• **Written request**: Output every line below without omitting or altering anything.

• **The input**:
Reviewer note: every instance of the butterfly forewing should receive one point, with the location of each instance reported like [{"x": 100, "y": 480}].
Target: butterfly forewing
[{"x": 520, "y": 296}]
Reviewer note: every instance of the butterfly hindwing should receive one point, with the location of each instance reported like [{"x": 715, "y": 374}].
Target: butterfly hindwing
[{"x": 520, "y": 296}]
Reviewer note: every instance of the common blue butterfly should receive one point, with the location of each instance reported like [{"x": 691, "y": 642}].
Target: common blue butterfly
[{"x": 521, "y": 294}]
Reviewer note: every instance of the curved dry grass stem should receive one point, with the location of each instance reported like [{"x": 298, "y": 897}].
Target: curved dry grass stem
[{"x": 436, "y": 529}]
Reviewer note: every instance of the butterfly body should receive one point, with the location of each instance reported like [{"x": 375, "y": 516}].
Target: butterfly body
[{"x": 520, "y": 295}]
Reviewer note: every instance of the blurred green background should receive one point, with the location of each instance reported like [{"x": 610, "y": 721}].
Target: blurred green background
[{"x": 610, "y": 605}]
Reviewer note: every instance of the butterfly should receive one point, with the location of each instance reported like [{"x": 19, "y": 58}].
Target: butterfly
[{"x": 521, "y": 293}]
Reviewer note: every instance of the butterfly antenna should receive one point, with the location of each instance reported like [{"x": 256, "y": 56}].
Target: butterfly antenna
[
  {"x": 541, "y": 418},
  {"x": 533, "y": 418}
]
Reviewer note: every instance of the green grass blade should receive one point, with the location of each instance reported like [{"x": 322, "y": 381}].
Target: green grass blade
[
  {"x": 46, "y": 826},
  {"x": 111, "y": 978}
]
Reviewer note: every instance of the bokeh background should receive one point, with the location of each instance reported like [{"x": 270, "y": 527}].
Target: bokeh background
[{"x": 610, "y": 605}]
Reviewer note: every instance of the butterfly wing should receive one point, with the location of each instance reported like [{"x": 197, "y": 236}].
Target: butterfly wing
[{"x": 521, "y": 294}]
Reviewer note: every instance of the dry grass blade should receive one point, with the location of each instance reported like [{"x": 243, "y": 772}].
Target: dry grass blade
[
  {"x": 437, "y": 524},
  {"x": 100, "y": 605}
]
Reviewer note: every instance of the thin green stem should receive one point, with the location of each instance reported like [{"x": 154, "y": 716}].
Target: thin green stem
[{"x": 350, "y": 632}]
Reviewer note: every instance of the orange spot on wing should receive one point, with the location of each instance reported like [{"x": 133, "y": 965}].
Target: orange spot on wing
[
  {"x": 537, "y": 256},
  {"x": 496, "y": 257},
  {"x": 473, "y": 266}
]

• **Correct answer**:
Reviewer note: every instance of the butterfly forewing should receive one point, with the location of each instance reported like [{"x": 100, "y": 480}].
Target: butterfly forewing
[{"x": 520, "y": 296}]
Reviewer note: every instance of the butterfly hindwing should receive one point, with the location of each instance reported like [{"x": 715, "y": 374}].
Target: butterfly hindwing
[{"x": 520, "y": 296}]
Reviewer note: every instance of the common blue butterfly should receive one point, with the location of each instance reported like [{"x": 691, "y": 642}].
Target: common blue butterfly
[{"x": 521, "y": 294}]
Reviewer note: every instance of the curved dry grass stem should receive one point, with the location of each instance reported like [{"x": 298, "y": 897}].
Target: curved dry grass stem
[{"x": 436, "y": 529}]
Reviewer note: every instance of the butterfly body should receive one point, with the location of each instance reported like [{"x": 375, "y": 516}].
Target: butterfly body
[{"x": 520, "y": 295}]
Reviewer note: every instance of the blurred green background should receive one point, with the location of each instance reported like [{"x": 610, "y": 721}].
Target: blurred green background
[{"x": 610, "y": 605}]
Reviewer note: every instance of the butterfly should receive one point, with the location of each instance reported like [{"x": 19, "y": 58}].
Target: butterfly
[{"x": 521, "y": 293}]
Reviewer note: every instance of the butterfly antenna should receive one point, with the location of each instance reported like [{"x": 256, "y": 56}].
Target: butterfly antenna
[
  {"x": 541, "y": 418},
  {"x": 533, "y": 418}
]
Reviewer note: every instance of the green grass blade should receive one point, with the location of each instance reported like [{"x": 322, "y": 381}].
Target: green grass blade
[
  {"x": 46, "y": 826},
  {"x": 111, "y": 978}
]
Reviewer note: every instance of the bokeh background should receive one point, with the location of each instance reported like [{"x": 270, "y": 527}].
Target: bokeh background
[{"x": 610, "y": 605}]
Reviewer note: every instance of the butterfly wing should receive one point, with the location of each instance reported like [{"x": 197, "y": 236}].
Target: butterfly wing
[{"x": 521, "y": 294}]
Reviewer note: every instance of the dry grass blade should receive one point, with the location of each instance reported like [{"x": 243, "y": 772}].
Target: dry grass blade
[
  {"x": 437, "y": 524},
  {"x": 100, "y": 605}
]
Reviewer note: every instance of the thin green stem should receive one point, with the location of each instance reported like [{"x": 154, "y": 716}].
Target: thin green stem
[{"x": 350, "y": 632}]
Reviewer note: every instance of the orange spot on wing should receive one point, with the location of each instance reported like [{"x": 133, "y": 965}].
Target: orange spot on wing
[
  {"x": 537, "y": 256},
  {"x": 496, "y": 257},
  {"x": 473, "y": 266}
]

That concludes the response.